### Problem
Give back everything from the line containing "Expected: one point per instance of the crowd of" down to the end of the material, switching "denim shorts" to "cargo shorts" and leaving all else unchanged.

### Data for the task
_____
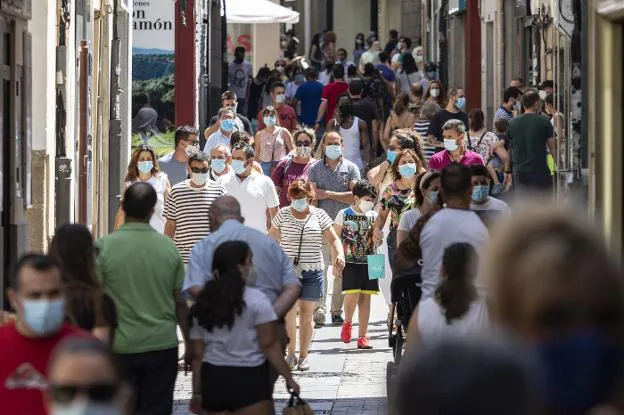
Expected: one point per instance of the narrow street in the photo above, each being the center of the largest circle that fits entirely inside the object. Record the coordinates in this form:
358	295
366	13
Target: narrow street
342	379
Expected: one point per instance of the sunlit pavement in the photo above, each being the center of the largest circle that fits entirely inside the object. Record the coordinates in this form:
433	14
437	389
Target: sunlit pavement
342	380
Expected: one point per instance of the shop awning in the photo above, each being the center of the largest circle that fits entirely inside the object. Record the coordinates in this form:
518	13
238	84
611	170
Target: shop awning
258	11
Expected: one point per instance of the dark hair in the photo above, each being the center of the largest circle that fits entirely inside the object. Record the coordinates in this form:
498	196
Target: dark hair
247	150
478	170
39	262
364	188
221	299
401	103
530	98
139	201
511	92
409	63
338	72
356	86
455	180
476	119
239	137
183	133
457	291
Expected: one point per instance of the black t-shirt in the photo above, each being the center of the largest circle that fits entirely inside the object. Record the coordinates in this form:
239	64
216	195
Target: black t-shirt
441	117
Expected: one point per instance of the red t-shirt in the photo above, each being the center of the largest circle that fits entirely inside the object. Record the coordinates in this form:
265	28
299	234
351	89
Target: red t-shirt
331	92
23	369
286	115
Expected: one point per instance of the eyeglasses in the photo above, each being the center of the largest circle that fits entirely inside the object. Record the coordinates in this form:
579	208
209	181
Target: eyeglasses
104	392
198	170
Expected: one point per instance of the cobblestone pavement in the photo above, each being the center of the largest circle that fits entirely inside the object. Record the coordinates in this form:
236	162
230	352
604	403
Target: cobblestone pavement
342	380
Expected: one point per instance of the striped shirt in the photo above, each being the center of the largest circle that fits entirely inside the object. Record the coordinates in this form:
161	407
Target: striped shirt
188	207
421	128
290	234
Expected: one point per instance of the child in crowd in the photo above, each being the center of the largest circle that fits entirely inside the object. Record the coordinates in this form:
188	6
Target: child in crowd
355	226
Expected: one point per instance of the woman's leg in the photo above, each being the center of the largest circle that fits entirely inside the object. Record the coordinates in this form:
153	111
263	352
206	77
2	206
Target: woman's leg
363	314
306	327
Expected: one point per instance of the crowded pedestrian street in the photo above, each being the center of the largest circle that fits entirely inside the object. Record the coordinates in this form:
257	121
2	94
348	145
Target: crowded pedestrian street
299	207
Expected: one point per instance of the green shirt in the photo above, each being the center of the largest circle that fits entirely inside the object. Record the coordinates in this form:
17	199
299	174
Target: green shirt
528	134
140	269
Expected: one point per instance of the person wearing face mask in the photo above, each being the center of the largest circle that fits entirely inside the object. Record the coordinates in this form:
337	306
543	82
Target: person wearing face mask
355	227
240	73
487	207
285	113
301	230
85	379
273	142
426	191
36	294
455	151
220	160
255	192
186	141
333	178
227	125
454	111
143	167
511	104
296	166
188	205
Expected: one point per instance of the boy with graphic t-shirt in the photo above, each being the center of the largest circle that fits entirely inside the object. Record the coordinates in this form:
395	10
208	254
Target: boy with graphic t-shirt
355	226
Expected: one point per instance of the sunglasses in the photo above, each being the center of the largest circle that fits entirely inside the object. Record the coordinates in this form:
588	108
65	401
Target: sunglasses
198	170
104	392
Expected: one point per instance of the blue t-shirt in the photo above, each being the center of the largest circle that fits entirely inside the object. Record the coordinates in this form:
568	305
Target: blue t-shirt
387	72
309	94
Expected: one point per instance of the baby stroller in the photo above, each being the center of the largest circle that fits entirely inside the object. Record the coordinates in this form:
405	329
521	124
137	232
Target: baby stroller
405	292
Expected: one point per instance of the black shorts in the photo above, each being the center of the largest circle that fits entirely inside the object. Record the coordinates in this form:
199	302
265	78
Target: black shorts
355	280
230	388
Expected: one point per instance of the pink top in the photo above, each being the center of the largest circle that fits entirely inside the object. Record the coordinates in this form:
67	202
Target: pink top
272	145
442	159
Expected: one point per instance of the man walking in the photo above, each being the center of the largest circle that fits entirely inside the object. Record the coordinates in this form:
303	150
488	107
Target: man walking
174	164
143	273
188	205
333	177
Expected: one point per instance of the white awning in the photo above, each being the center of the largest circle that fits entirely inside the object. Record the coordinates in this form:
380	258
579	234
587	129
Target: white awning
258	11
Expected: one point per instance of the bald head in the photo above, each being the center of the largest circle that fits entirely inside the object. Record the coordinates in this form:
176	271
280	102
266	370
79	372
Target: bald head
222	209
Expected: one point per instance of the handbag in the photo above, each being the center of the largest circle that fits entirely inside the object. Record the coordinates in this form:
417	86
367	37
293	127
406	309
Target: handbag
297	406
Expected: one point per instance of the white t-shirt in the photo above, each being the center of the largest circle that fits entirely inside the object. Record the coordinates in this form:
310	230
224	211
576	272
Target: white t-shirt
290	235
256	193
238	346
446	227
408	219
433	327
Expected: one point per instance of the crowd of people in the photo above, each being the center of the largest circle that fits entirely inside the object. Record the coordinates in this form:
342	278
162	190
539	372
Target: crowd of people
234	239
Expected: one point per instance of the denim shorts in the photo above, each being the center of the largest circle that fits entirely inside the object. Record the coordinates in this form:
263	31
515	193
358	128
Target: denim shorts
_____
### Complete answer
Expected: one point per instance of the crowd of people in the photo above, each being the center of the largest circle that fits entirely inside the object. Record the coordinates in this form:
342	278
162	190
539	372
Target: crowd of people
234	239
Expected: one point per instance of the cargo shorts in the photo above, each being the center of the largest circle that fits entirely inside the object. Record the coordinates in this form:
263	31
515	193
358	128
Target: cargo shorts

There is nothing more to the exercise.